◆ Task description ◆
Set down a faithful copy of every record below, with no images.

◆ Data to use ◆
# # # # #
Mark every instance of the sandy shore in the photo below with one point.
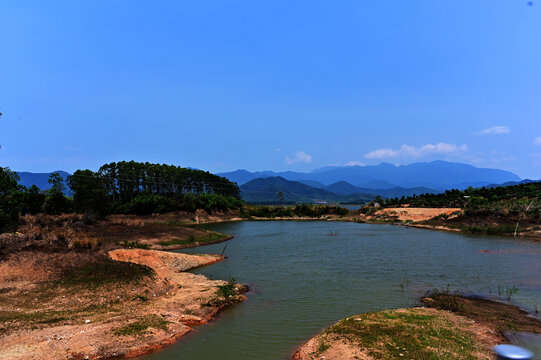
(125, 328)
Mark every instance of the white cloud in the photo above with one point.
(301, 156)
(495, 130)
(408, 151)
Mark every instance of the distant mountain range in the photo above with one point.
(266, 191)
(335, 184)
(436, 175)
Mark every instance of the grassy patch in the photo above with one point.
# # # # #
◆ Response to the task ◆
Mark every instance of the sandy shore in the photo below with one point.
(125, 328)
Mark every instance of the white cloud in the photo above with one point.
(301, 156)
(495, 130)
(408, 151)
Mark every instance of the distant mountain range in the photo above with one point.
(266, 191)
(335, 184)
(436, 175)
Mark every instance of the grassy patch in the photo above with one point.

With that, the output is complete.